Write out the lines below word for word, and leave the pictures out of your answer.

****************************************

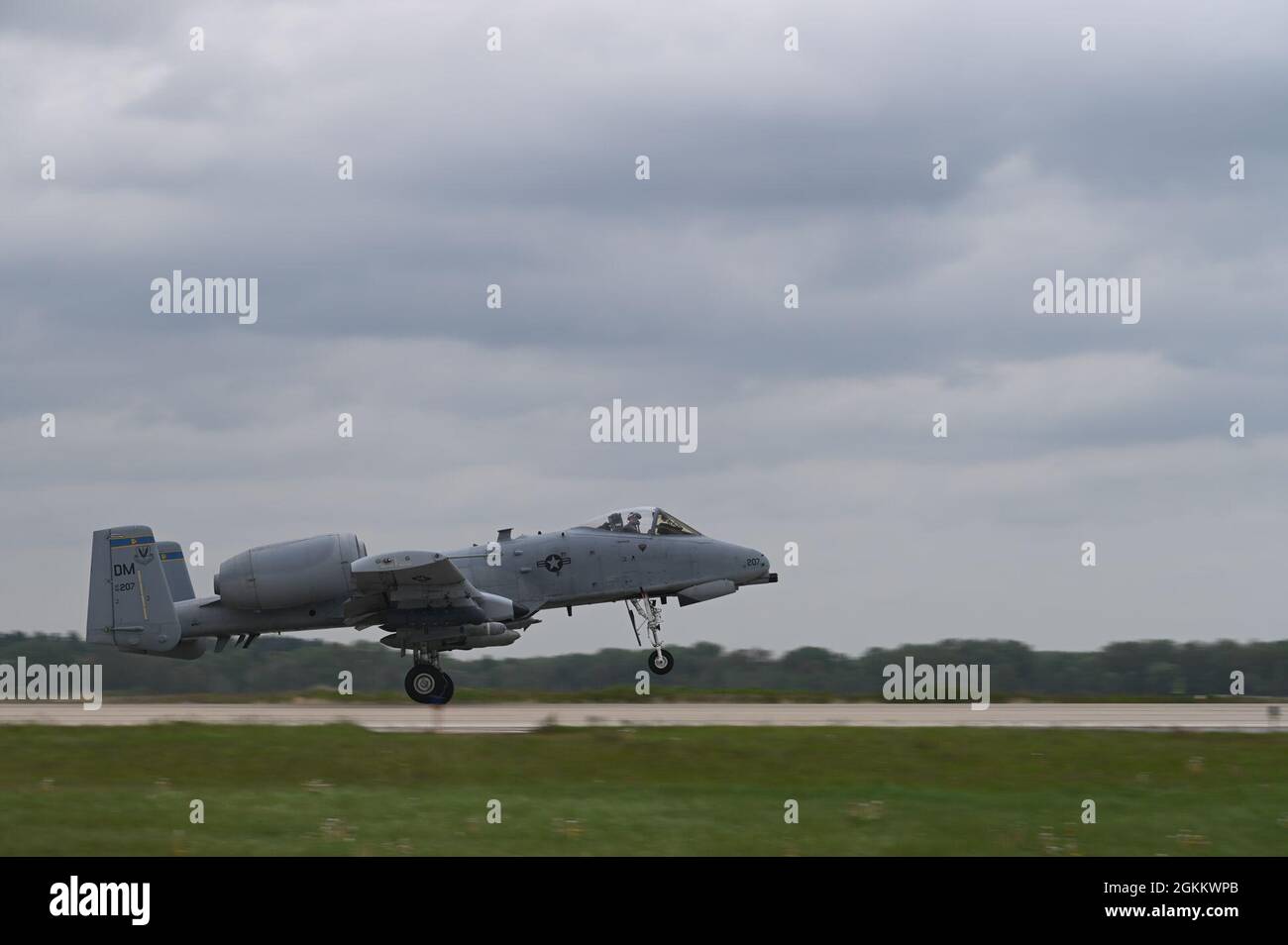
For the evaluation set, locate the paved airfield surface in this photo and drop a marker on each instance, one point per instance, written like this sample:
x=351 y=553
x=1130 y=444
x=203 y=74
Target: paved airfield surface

****************************************

**Exercise response**:
For the evaluation set, locate the paved airfield surface in this photo and drop a marker on each instance, one point per instance, written like this sample:
x=351 y=553
x=1130 y=444
x=203 y=74
Target: paved airfield surface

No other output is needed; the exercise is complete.